Extracted data entries
***

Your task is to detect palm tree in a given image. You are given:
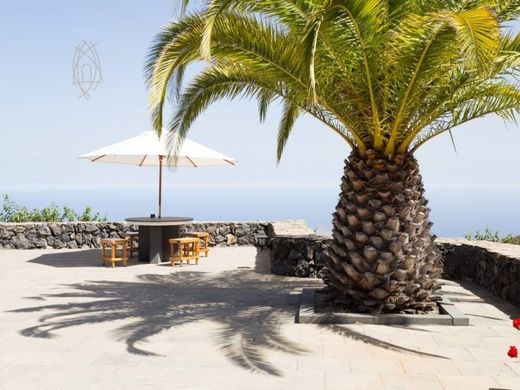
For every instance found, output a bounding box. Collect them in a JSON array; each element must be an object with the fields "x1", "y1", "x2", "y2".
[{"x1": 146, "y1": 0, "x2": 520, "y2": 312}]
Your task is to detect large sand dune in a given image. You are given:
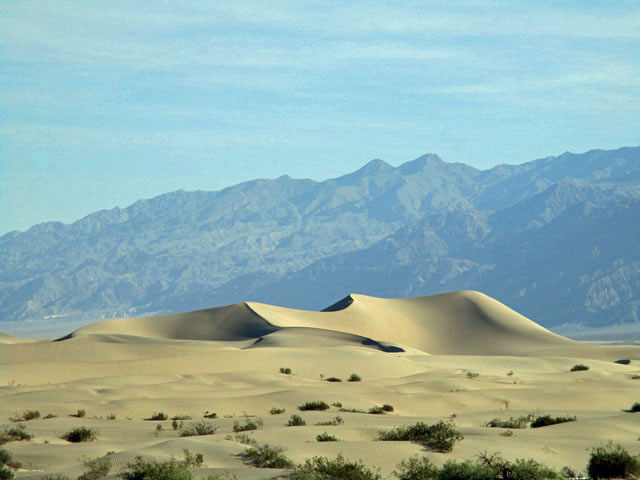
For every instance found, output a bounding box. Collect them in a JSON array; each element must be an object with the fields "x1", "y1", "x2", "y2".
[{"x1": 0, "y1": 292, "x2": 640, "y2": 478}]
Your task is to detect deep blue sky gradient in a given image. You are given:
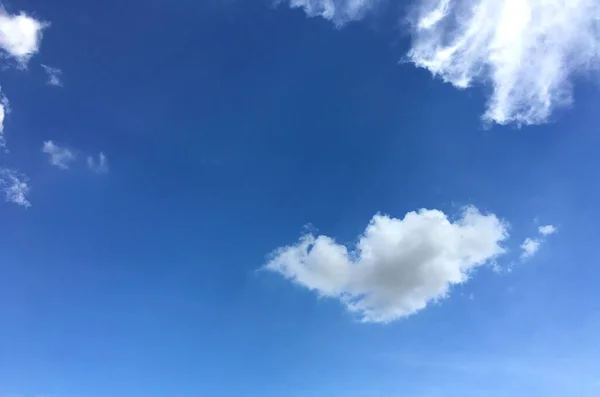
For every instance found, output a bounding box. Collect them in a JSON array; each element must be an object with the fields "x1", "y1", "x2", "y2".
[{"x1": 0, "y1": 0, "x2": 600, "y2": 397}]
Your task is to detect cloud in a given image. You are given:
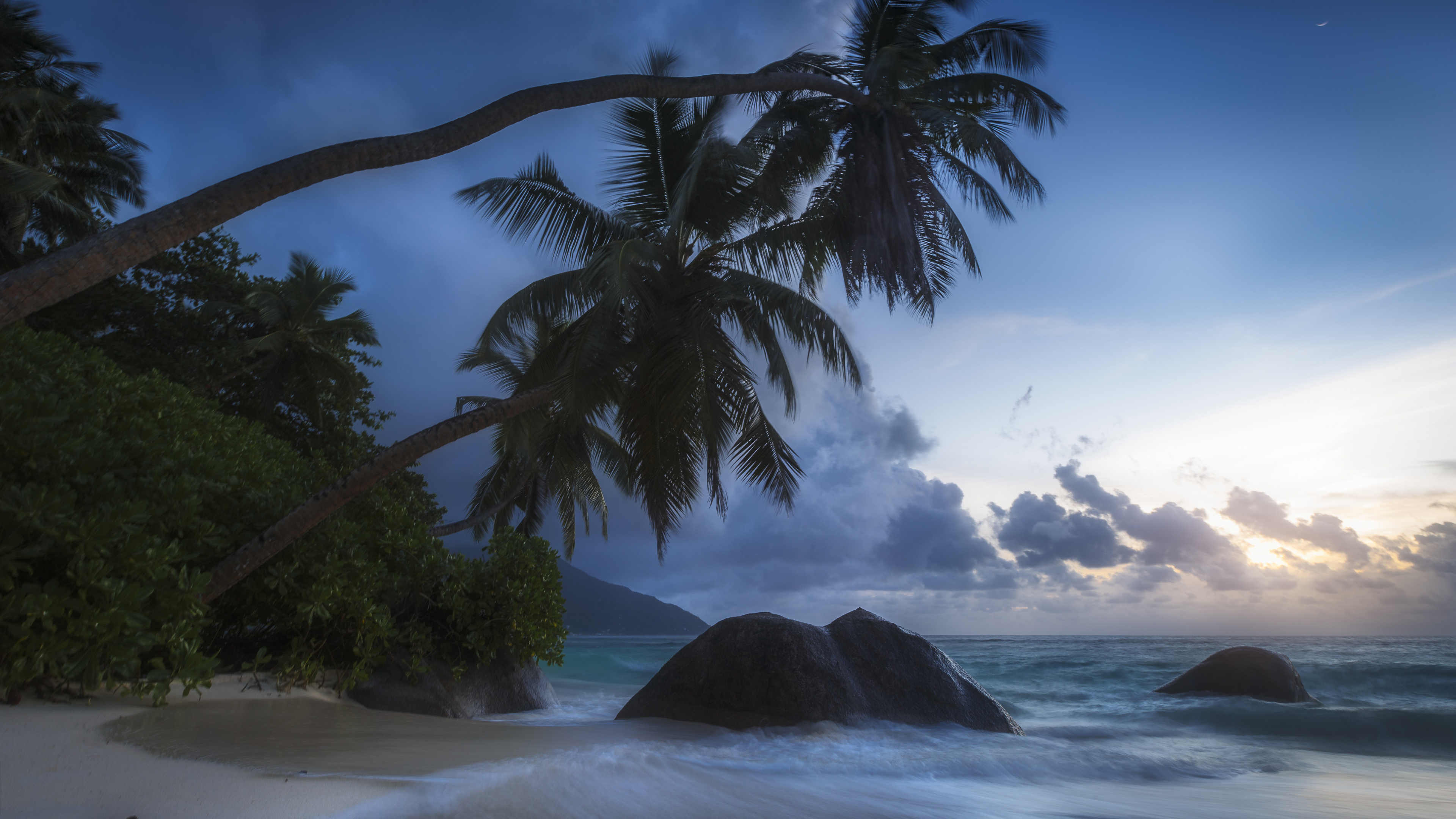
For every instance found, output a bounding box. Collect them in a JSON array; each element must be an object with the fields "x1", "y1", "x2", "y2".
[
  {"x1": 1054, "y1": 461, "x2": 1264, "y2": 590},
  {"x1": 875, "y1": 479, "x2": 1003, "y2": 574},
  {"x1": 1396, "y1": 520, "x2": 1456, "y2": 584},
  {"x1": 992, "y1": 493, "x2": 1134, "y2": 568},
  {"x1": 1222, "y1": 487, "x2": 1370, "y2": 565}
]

***

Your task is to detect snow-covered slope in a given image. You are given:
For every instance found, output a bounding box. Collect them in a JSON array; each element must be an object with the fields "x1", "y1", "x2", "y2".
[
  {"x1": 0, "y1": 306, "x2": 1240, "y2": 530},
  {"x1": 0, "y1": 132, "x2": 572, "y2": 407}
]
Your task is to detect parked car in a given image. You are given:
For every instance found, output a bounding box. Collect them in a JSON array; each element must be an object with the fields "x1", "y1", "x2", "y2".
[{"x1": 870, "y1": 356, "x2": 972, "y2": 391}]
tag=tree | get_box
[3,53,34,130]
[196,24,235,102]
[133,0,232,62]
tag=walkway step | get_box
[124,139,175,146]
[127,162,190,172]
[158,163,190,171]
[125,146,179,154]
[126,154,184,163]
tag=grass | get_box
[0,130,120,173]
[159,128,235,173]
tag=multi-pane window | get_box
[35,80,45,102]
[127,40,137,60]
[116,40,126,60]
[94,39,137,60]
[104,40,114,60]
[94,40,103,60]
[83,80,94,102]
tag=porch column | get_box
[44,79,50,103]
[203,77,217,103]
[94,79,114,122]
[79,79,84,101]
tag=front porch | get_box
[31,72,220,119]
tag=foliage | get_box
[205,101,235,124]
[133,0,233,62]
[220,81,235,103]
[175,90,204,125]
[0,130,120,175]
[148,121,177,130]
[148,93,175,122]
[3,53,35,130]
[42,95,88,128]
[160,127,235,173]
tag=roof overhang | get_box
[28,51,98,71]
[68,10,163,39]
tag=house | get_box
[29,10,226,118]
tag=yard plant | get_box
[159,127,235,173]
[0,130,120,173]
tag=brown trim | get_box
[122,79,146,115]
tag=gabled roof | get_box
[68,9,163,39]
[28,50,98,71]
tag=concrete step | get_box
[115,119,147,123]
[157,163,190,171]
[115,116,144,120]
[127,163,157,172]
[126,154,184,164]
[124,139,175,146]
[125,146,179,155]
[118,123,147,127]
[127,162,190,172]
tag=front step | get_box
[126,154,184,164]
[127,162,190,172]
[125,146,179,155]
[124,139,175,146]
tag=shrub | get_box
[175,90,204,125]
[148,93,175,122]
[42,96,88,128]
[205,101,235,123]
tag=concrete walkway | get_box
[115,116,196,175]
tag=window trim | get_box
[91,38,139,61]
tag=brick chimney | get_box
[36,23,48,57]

***

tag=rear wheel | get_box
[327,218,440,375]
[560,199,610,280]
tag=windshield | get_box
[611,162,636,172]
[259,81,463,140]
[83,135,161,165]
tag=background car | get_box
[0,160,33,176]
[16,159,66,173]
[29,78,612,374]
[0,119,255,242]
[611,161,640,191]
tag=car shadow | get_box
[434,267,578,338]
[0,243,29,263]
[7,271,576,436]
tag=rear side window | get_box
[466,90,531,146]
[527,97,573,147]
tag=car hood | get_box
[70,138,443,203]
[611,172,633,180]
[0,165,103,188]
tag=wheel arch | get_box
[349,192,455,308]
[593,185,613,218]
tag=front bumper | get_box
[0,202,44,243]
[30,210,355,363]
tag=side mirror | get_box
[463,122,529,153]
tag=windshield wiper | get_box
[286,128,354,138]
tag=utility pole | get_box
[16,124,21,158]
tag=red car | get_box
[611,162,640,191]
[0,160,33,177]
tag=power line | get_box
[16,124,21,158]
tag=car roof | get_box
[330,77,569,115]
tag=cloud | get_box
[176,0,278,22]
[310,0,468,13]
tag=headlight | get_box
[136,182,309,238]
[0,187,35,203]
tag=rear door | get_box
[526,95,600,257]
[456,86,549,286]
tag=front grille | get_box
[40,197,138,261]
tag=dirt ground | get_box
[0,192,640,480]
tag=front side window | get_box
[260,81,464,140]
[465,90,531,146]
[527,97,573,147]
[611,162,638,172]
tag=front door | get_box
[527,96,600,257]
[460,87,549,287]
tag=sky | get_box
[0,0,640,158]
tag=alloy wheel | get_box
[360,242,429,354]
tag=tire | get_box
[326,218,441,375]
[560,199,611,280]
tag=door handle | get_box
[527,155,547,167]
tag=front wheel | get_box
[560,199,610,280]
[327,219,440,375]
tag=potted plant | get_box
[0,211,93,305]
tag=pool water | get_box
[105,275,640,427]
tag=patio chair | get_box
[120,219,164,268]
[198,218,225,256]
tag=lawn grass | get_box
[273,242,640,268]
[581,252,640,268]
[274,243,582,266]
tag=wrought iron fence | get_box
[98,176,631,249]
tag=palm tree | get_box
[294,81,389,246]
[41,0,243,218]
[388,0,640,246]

***

Copy the lines of the entries above verbatim, starting at the line that contains "tag=car shadow | get_box" and stopping after the line that contains "[388,0,640,246]".

tag=car shadow | get_box
[434,267,578,338]
[0,243,29,263]
[7,271,576,436]
tag=rear side window | get_box
[466,90,531,146]
[527,97,573,147]
tag=car hood | get_box
[70,138,443,203]
[611,172,633,180]
[0,165,103,188]
tag=wheel arch | get_box
[349,192,455,308]
[593,185,613,218]
tag=front bumper | get_box
[0,202,44,243]
[30,210,355,363]
tag=side mirror | get_box
[463,122,529,153]
tag=windshield wiper | get_box
[286,128,354,138]
tag=utility pole | get_box
[16,124,21,158]
tag=red car | get_box
[611,162,640,191]
[0,160,33,177]
tag=power line | get_box
[16,124,21,158]
tag=car roof | get_box
[330,77,569,115]
tag=cloud | get_box
[176,0,278,22]
[310,0,468,13]
tag=headlight | get_box
[136,182,309,238]
[0,187,35,203]
tag=rear door | get_box
[526,95,600,257]
[456,86,549,286]
tag=front grille | get_box
[40,197,138,261]
tag=dirt ground | get_box
[0,192,640,480]
tag=front side window | get_box
[260,81,464,140]
[465,90,531,146]
[527,97,573,147]
[611,162,638,172]
tag=front door | get_box
[527,96,600,257]
[460,87,549,287]
tag=sky | get_box
[0,0,640,158]
tag=alloy wheel | get_box
[360,242,429,354]
tag=tire | get_box
[326,218,441,375]
[560,199,611,280]
tag=door handle | get_box
[527,155,547,167]
tag=front wheel | get_box
[560,199,610,280]
[327,219,440,375]
tag=potted plant | get_box
[0,211,93,305]
tag=pool water | get_box
[105,275,640,427]
tag=patio chair | get_box
[120,219,164,268]
[198,218,225,256]
tag=lawn grass | get_box
[273,242,640,268]
[581,252,640,268]
[274,243,582,266]
tag=wrought iron fence | get_box
[98,176,631,249]
tag=palm tree | get_box
[294,81,389,246]
[41,0,243,218]
[388,0,640,246]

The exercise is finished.